**What this task involves:** Carry the text on Section 8 Companies forward from its last sentence, keeping its tone and format.

Meaning of Section 8 Companies

A Section 8 Company is a special form of non-profit company registered under the Companies Act, 2013. It is incorporated to promote commerce, art, science, research, education, social welfare, religion, or charity.

Key features:

  • It must apply for a license from the Central Government
  • Its profits or income cannot be distributed as dividends
  • All income must be used to promote the organisation’s objectives
  • The name does not include “Limited” or “Private Limited”

Section 8 Companies are highly structured, professionally governed, and seen as credible entities both by donors and government bodies.

Reasons for Forming a Section 8 Company

You should consider registering for Section 8 Company if:

  • You're looking for a formal and transparent governance model
  • You want to build long-term partnerships with government bodies, corporates, or international NGOs
  • You're applying for CSR funds, grants, or FCRA registration
  • You want to project credibility and professionalism in your operations

Section 8 Companies are ideal for large-scale non-profits, social enterprises, or organisations planning to operate across India or internationally.

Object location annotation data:

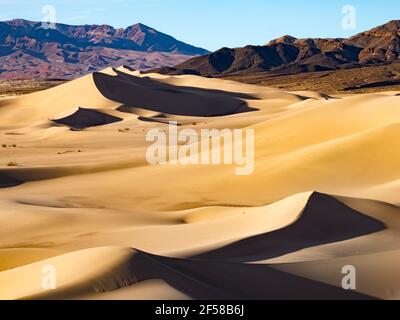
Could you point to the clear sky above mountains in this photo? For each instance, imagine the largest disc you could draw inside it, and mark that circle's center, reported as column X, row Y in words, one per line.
column 216, row 23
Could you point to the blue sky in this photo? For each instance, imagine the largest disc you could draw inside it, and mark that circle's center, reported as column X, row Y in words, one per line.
column 216, row 23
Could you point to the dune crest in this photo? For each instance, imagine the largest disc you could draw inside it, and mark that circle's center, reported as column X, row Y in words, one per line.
column 78, row 193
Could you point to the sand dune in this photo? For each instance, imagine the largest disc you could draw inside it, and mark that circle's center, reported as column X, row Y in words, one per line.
column 324, row 193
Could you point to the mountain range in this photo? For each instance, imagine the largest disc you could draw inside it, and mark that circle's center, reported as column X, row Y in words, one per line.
column 27, row 50
column 289, row 55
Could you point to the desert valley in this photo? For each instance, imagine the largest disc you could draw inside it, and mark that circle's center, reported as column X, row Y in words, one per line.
column 79, row 197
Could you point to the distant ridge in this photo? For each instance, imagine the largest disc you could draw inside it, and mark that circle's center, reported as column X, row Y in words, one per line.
column 29, row 51
column 289, row 55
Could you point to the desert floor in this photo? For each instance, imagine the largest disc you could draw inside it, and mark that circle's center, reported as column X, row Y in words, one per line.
column 77, row 193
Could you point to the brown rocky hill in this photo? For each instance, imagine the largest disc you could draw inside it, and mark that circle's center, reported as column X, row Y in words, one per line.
column 27, row 50
column 289, row 55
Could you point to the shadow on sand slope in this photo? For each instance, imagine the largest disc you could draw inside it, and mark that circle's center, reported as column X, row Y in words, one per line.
column 160, row 97
column 86, row 118
column 324, row 220
column 222, row 274
column 221, row 280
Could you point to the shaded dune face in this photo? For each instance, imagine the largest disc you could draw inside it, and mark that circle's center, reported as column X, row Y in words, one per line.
column 208, row 279
column 152, row 95
column 324, row 220
column 85, row 118
column 116, row 227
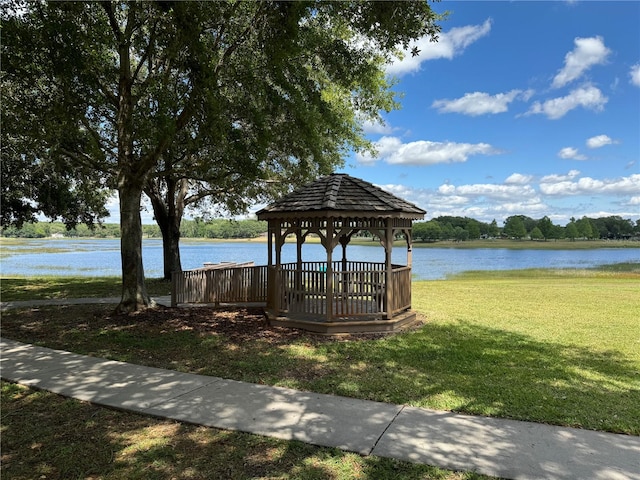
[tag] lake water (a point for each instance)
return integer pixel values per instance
(101, 257)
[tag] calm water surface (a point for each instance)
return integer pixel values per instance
(101, 257)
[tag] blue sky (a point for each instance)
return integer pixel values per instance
(521, 108)
(528, 108)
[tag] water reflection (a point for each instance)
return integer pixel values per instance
(101, 257)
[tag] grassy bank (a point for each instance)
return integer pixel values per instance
(552, 346)
(560, 347)
(47, 436)
(36, 288)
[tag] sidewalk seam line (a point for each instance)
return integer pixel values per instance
(182, 394)
(385, 430)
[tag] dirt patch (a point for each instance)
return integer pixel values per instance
(238, 325)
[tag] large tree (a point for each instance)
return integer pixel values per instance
(186, 98)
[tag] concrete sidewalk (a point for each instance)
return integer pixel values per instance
(492, 446)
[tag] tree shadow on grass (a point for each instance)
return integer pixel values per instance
(46, 435)
(460, 366)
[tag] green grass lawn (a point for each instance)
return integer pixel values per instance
(32, 288)
(47, 436)
(551, 346)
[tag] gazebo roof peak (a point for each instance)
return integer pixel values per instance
(341, 195)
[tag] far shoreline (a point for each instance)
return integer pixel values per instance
(451, 244)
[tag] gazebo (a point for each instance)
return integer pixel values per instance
(338, 295)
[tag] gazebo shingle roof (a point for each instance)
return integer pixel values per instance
(343, 195)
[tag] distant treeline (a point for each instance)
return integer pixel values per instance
(521, 227)
(219, 228)
(440, 228)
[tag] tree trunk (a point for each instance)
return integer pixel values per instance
(170, 229)
(134, 291)
(168, 212)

**Written answer:**
Difference Between Society, Trust, and Section 8 Company

All three structures, Trusts, Societies, and Section 8 Companies, are eligible for tax exemptions under Section 12A and 80G of the Income Tax Act. They also meet the definition of "charitable purpose" under Section 2(15).

But beyond this, they vary significantly in formation, governance, compliance, and scalability. Here’s a comparison at a glance:

Feature Trust Society Section 8 Company
Governing Law Indian Trusts Act, 1882 or State Trusts Acts Societies Registration Act, 1860 Companies Act, 2013
Minimum members 2 Trustees 7 Members 2 Directors
Legal Status Not a separate legal entity Not a separate legal entity A separate legal entity
Management Trustees (no elections) Governing Body (elected) Board of Directors
Jurisdiction State-level State or national (dual registration needed) Nationwide
Compliance requirements Low Moderate High
Ease of Formation Easy Moderate Requires licensing
Ideal for Asset holding, religious charities, long-term control Community organisations, associations Large-scale NGOs, CSR projects, international collaborations

Each structure, Trust, Society, or Section 8 Company, has its own strengths. The right choice depends on your mission, governance preferences, funding goals, and long-term vision.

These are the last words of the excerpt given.